Repeat precisely the span of lines below that opens with the line containing "positive clicks: (297, 387) (220, 392)" and closes with the line containing "positive clicks: (510, 433) (483, 488)", both included.

--- RAW DATA ---

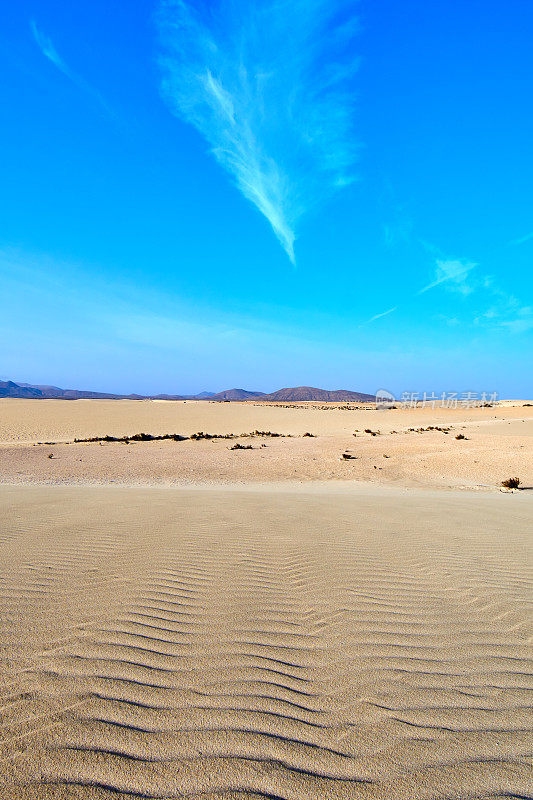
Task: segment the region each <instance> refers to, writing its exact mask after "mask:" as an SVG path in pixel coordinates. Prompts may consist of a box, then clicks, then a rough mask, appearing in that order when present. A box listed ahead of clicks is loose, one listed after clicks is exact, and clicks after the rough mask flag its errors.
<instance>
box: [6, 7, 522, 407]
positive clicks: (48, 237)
mask: <svg viewBox="0 0 533 800" xmlns="http://www.w3.org/2000/svg"><path fill="white" fill-rule="evenodd" d="M0 23H1V24H0V44H1V47H0V68H1V70H2V75H3V80H2V81H1V82H0V115H1V117H2V119H1V122H0V154H1V156H0V164H1V184H2V188H3V191H2V193H1V203H2V207H1V213H0V287H1V288H0V292H1V295H2V314H1V315H0V348H1V360H0V373H1V374H2V377H9V378H11V379H14V380H22V381H28V382H32V383H52V384H56V385H60V386H75V387H80V388H92V389H100V390H107V391H117V392H130V391H136V392H146V393H148V392H150V393H151V392H163V391H164V392H177V393H178V392H187V393H188V392H196V391H201V390H203V389H209V390H214V391H216V390H220V389H225V388H228V387H231V386H242V387H246V388H252V389H261V390H264V391H270V390H273V389H276V388H279V387H280V386H286V385H300V384H306V385H316V386H323V387H326V388H340V387H344V388H351V389H356V390H361V391H369V392H371V391H374V390H376V389H377V388H380V387H383V388H387V389H390V390H391V391H393V392H395V393H399V392H402V391H424V390H428V391H435V392H438V391H445V390H446V391H457V390H459V391H462V390H471V391H483V390H486V391H498V392H499V393H500V394H501V395H502V396H507V397H532V396H533V370H532V369H531V366H532V357H531V352H532V343H533V271H532V268H531V267H532V262H533V202H532V199H531V186H532V185H533V159H532V158H531V142H532V141H533V104H532V103H531V85H532V79H533V53H532V50H531V34H532V30H533V6H532V5H531V4H530V3H529V2H526V1H525V0H520V1H518V0H512V1H511V2H509V3H507V4H505V5H503V4H502V3H500V2H498V3H496V2H493V1H492V0H469V1H468V2H459V1H458V0H457V1H455V0H450V2H447V3H427V2H426V0H406V1H405V2H402V3H398V2H396V0H380V2H377V0H375V1H374V2H369V1H368V0H361V1H360V2H358V3H352V2H347V1H346V0H329V2H326V0H292V2H286V0H257V1H256V2H251V0H247V2H245V1H244V0H231V2H230V0H228V1H227V2H222V1H220V0H216V2H198V0H197V1H196V2H194V3H191V2H189V1H188V0H183V1H182V2H177V1H174V0H172V1H170V2H159V0H150V2H149V1H148V0H139V2H136V3H133V4H132V3H126V2H125V1H123V2H116V3H112V4H110V3H108V2H104V1H103V0H93V2H91V3H83V4H81V3H67V2H65V0H61V1H60V0H39V2H37V0H20V2H18V3H17V4H11V5H10V7H9V8H8V6H7V4H5V5H4V6H3V8H2V10H1V11H0Z"/></svg>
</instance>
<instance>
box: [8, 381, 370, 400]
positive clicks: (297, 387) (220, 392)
mask: <svg viewBox="0 0 533 800" xmlns="http://www.w3.org/2000/svg"><path fill="white" fill-rule="evenodd" d="M4 397H13V398H26V399H35V400H204V401H218V402H243V401H246V400H261V401H265V402H293V403H295V402H296V403H297V402H308V401H311V402H322V403H342V402H360V403H361V402H363V403H364V402H371V401H374V400H375V396H374V395H371V394H365V393H364V392H353V391H351V390H349V389H334V390H328V389H318V388H316V387H313V386H294V387H285V388H283V389H278V390H277V391H275V392H271V393H270V394H265V393H264V392H258V391H250V390H248V389H237V388H234V389H225V390H224V391H222V392H216V393H213V392H200V393H199V394H196V395H181V394H156V395H141V394H114V393H112V392H94V391H89V390H85V389H61V388H60V387H58V386H49V385H43V384H31V383H15V382H14V381H9V380H6V381H0V398H4Z"/></svg>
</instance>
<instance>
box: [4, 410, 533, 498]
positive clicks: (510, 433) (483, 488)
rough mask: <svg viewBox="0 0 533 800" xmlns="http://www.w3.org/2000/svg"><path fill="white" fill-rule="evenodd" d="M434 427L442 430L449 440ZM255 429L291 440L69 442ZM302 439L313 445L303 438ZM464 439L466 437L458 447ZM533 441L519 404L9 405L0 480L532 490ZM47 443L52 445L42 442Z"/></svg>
mask: <svg viewBox="0 0 533 800" xmlns="http://www.w3.org/2000/svg"><path fill="white" fill-rule="evenodd" d="M429 426H445V427H446V430H448V433H447V434H445V433H443V432H442V431H440V430H428V427H429ZM419 428H423V429H424V430H423V432H419V430H418V429H419ZM257 429H258V430H261V431H274V432H275V433H280V434H283V436H282V437H280V438H271V437H263V438H261V437H258V438H255V439H253V440H250V439H243V440H242V441H241V442H240V443H242V444H245V445H250V444H251V445H252V448H253V449H252V450H247V451H241V452H235V451H231V450H230V447H231V445H232V444H233V443H232V442H228V441H227V440H225V439H219V440H216V441H213V440H208V441H180V442H174V441H156V442H146V443H142V442H137V443H134V444H130V445H125V444H124V443H123V442H115V443H102V442H96V443H83V444H67V443H66V442H69V441H70V442H72V441H73V440H74V438H87V437H94V436H105V435H106V434H110V435H112V436H124V435H128V434H129V435H131V434H134V433H139V432H145V433H150V434H152V435H162V434H168V433H178V434H184V435H186V436H188V435H190V434H192V433H194V432H195V431H199V430H202V431H206V432H208V433H211V434H215V433H219V434H240V433H243V432H244V433H247V432H250V431H254V430H257ZM365 429H371V430H373V431H376V430H379V431H380V435H376V436H372V435H371V434H368V433H365ZM306 432H310V433H312V434H314V435H315V438H311V437H304V433H306ZM354 434H355V436H354ZM457 435H462V436H463V437H466V439H462V440H460V441H458V440H456V438H455V437H456V436H457ZM532 437H533V414H532V413H531V409H530V408H529V407H523V406H514V407H503V408H500V407H492V408H472V409H455V410H454V409H431V408H426V409H412V410H405V409H396V410H389V411H375V410H365V409H358V410H349V411H348V410H345V409H344V410H343V409H341V408H339V407H335V406H332V407H327V408H321V407H316V406H313V405H310V406H309V405H308V406H302V405H300V406H293V407H287V408H281V407H274V408H273V407H270V406H266V405H256V404H248V403H244V404H240V403H238V404H233V403H227V404H226V403H222V404H220V403H201V402H187V403H171V402H164V403H157V402H139V401H117V400H110V401H106V400H86V401H84V400H81V401H75V402H66V401H61V400H58V401H54V400H50V401H35V400H4V401H0V483H1V482H7V483H14V482H20V483H46V484H69V485H70V484H73V483H78V484H102V483H115V484H117V483H118V484H127V485H131V484H137V485H153V484H180V485H183V484H191V483H192V484H196V483H210V484H220V483H222V482H224V483H231V484H234V483H236V482H243V483H249V482H259V483H261V482H264V481H286V480H298V481H324V480H326V481H330V480H336V481H359V482H373V483H382V484H389V485H390V484H396V485H403V486H432V487H441V488H467V489H468V488H471V489H473V488H477V489H478V490H479V491H489V490H490V488H489V487H492V489H493V490H494V491H496V490H497V487H498V486H499V485H500V483H501V481H502V480H504V479H507V478H509V477H511V476H514V475H518V477H519V478H520V479H521V481H522V484H523V485H524V486H525V487H532V486H533V447H532V444H531V443H532V442H533V438H532ZM50 441H52V442H54V443H55V444H54V445H53V446H51V445H49V444H44V445H43V444H41V445H38V444H37V443H38V442H50ZM343 453H346V454H347V455H348V456H349V458H346V459H344V458H343ZM50 455H52V458H49V456H50Z"/></svg>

---

• _SOLUTION BELOW_
positive clicks: (297, 387) (220, 392)
mask: <svg viewBox="0 0 533 800" xmlns="http://www.w3.org/2000/svg"><path fill="white" fill-rule="evenodd" d="M4 397H13V398H26V399H35V400H204V401H218V402H243V401H246V400H261V401H265V402H293V403H295V402H296V403H297V402H308V401H311V402H322V403H342V402H360V403H361V402H363V403H364V402H371V401H374V400H375V396H374V395H371V394H365V393H364V392H353V391H351V390H349V389H334V390H328V389H318V388H316V387H313V386H294V387H285V388H283V389H278V390H277V391H275V392H271V393H270V394H265V393H264V392H258V391H250V390H248V389H237V388H234V389H225V390H224V391H222V392H216V393H213V392H200V393H199V394H196V395H181V394H156V395H141V394H114V393H112V392H94V391H89V390H85V389H61V388H60V387H58V386H49V385H43V384H31V383H15V382H14V381H9V380H6V381H0V398H4Z"/></svg>
</instance>
<instance>
box: [4, 410, 533, 498]
positive clicks: (510, 433) (483, 488)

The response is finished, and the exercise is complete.